▶ _Written exercise A_:
Answer from the book marketing text:
(i) What does USP stand for?
(ii) Where should publicity start?
(iii) Which three profit plans are named?

▶ _Reading text_:
Well, there is a pattern (or strategy) we follow to maximize the potential for profitability. And since I’m a triple-bottom-line guy, I define profitability as achieving whatever financial, personal, spiritual, political, environmental goals you have set out for yourself and your book. At the risk of being pedantic, I will emphasize that determining those goals (your PURPOSE in the 14 Ps of book marketing) is essential to figuring out your overall marketing plan.

The strategy is roughly as follows, and I could talk for half an hour about each point:

  • determine your USP - unique sales proposition - and ensure editing, design and promotions tightly reflect that POSITIONING statement
  • quality of content is essential to have readers’ satisfaction — that’s the PRODUCT part — so get the best writing, editing, design and presentation you can afford so you are promoting a product of which you are totally proud
  • start the PUBLICITY locally (geographically and networking), then expand as you learn
  • do the free, maximum impact marketing tactics — such as getting reviews on your book’s Amazon page
  • grab the low-hanging fruit (go to the obvious, easiest market niches first) — this is identifying and targeting the best PUBLICs
  • create multiple editions and distribute to multiple channels (PLACE), so you aren’t solely focused on bookstore sales with their tiny margins and yucky returnability
  • have fun: do only those promotions that you look forward to and can easily afford (a fit with your PURPOSE/PASSION and your three profit plans of PEOPLE, PLANET and PROFIT$)

(Object pointing dataset rows)
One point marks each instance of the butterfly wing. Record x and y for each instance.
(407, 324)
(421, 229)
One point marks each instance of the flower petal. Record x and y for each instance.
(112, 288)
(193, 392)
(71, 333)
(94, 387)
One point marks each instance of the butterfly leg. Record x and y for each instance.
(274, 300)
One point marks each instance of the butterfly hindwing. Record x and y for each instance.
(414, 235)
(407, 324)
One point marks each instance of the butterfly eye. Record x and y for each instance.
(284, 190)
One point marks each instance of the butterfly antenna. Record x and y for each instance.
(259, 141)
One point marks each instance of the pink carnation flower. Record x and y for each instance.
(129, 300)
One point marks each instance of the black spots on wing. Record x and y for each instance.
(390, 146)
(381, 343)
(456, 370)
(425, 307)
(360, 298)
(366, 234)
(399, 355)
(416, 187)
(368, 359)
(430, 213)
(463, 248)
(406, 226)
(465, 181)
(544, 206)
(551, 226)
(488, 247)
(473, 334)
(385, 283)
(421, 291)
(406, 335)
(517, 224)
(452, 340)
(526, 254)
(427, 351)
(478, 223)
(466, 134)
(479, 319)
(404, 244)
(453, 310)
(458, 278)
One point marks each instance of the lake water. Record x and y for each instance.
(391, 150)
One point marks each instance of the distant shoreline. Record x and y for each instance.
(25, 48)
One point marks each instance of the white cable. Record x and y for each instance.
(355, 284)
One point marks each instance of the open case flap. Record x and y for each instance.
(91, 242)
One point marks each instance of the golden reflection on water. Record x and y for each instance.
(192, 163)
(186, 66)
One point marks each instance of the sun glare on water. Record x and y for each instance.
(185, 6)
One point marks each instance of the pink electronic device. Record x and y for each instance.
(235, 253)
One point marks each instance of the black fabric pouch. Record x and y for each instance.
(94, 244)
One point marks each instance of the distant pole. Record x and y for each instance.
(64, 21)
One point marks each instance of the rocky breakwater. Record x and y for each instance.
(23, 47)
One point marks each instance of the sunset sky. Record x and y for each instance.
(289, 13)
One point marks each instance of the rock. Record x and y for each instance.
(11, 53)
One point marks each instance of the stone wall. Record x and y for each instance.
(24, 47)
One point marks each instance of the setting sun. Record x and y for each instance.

▶ _Written exercise B_: Rewrite the records from the line with "One point marks each instance of the stone" through the end of the records, swapping "Record" for "Note" and leaving everything else unchanged.

▶ _Correct answer A_:
(i) Unique sales proposition
(ii) Locally (geographically and networking), then expanding as you learn
(iii) PEOPLE, PLANET and PROFIT$

▶ _Correct answer B_:
One point marks each instance of the stone wall. Note x and y for each instance.
(24, 47)
One point marks each instance of the setting sun. Note x and y for each instance.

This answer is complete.